Extend the forum thread about choosing the best 8 wt fly rod past its final post.

- **TEXT PROVIDED**:
▼▼▼

# What's the best 8 wt?



## Unbound (Jul 12, 2004)

Has this question ever been asked here yet this week? 

Yellowstone Anglers Fly Shop in Montana did another 8 wt shootout, a comprehensive test comparing different rods, that should be an interesting read for anyone starting out or for anyone with their own hard-earned opinions. Of course, and I'm sure that those here who know way more than me will agree, it is more important to go to a good fly shop and try them out yourself. I'm also guessing there will be a lot of agreement with the BVK's review and placement, but I'm interested in the response to that of the mangrove's.

I'm looking forward to them releasing the results of the upcoming 8 wt reel shootout. I hope they include my Allen Kraken for that as I would have liked to have seen them includ my Redington Predator in the rod shootout.

Enjoy 
http://www.yellowstoneangler.com/ge...pal-best-saltwater-fly-rod-fly-rod-comparison


----------



## dsim3240 (Nov 12, 2008)

*Fly Rod Choices*

My Thoughts:
Experts will always tell you what is the "best". But best for them my not be best for you. I prefer to use their reports as a guide, and then go out and try the rods I think I will like. Based on my style of casting and experince. As with all sports equipment, as you get better, you will start to see how different rod preform. As a beginer it is best to stay with a modest price quality rod. Then once you have progressed in your casting ability move up to the higher preformane rods.
Bottom line, price* does not* buy you performance. Practice, practice, practice, and matching your equipment to you style is much more important.


----------



## Meadowlark (Jul 19, 2008)

Excellent post by dsim3240. Covers it well. 

I'd also like to see the Allen reels included in their tests....but only to confirm what Allen owners already know.


----------



## HoustonFS17 (Apr 26, 2013)

Every major rod company makes an excellent rod. And a couple smaller companies make excellent rods. You get what you pay for, but if you cast a TFO mangrove and it feels the same as a Sage One, buy the mangrove and save yourself some money, or put the money in your reel.

I have my favorites for sure, but they suit my casting style and ability. The best advice is to start casting rods, and a few of them will immediately stand out to you. Narrow it down to two or three, then start looking at price, reputation, breaking strength, weight, reviews, etc.


----------



## salty wounds (Feb 24, 2011)

I agree with most on here. Casting it urself is truly the only way to tell if a rod suits ur specific casting style. For instance I'm not a Fan of the #1 rod on their list. The NRX might be a great rod but I don't like the tip on any of the G Loomis rods. I also don't like the One in an 8wt but love the One in the 7wt. Personally I think the the Scott s4s is the best 8wt at of all the choices but it falls in the #6 spot. But that's my personal opinion. Just examples is all. Also I'm selling my 8wt Mangrove as I just purchased the s4s 8wt if anyone is interested. Good luck with the search.

▲▲▲

- **SUPPLIED MATERIAL**:

▼▼▼

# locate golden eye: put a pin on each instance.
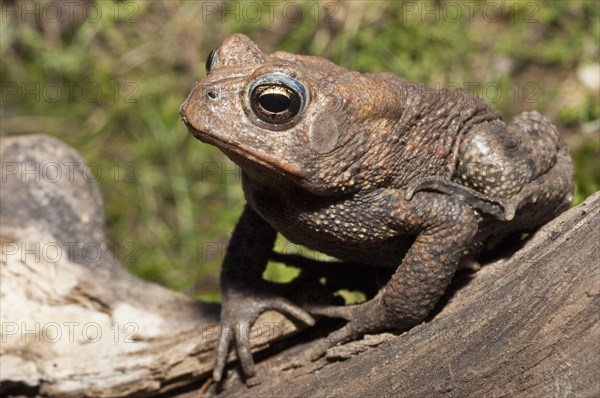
(276, 99)
(210, 60)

▲▲▲

- **IN RESPONSE**:
----------



## Finn Maccumhail (Feb 16, 2009)

Not a fan of the Mangrove but I love the BVK. I tested the BVK alongside the NRX and a high-end Sage, but I forget the specific model. The difference in performance felt negligible. Certainly not worth $500+ more for the Loomis or Sage over the BVK. 

As for the Sage One, I used one in 12wt for tarpon and that thing is a freaking cannon. It's awesome.


----------



## Pete A. (Dec 10, 2010)

I guess I'm the one Mugbug is talking about as the proponent of the Mangrove, yes I love them and no I'm not buying back BVK's either. I had 'em and the proberbial "been there done that". This article doesn't change my mind.

Guess the question you have to ask is "do I trust my arm and experience or "another website's" set of experts?". Pretty clear if the rod you love is ranked high here then these guys are "real experts" and if the converse, "they're biased". Off course they are biased, I am, you are, we all are. 

They used guides, what fly guide have you used that wasn't/isn't sponsored by some rod company, my last one touted how the Proaxis hung to moon. Another one that Sage Xi3 was cat's meow. (neither all that well) Both of the guides I met and know first hand are wrong and these guys are right? 

So pay your money and buy the rod you like. If we don't like the same rod, cool as we'll never get 'me mixed up on a trip.

Pete A. 

PS.: If your gonna dump your Mangrove cheap because of this review, let know


----------



## AguaMala (Feb 28, 2012)

Try several out at some shops. The best will be the one that works best for you.


----------



## SeaY'all (Jul 14, 2011)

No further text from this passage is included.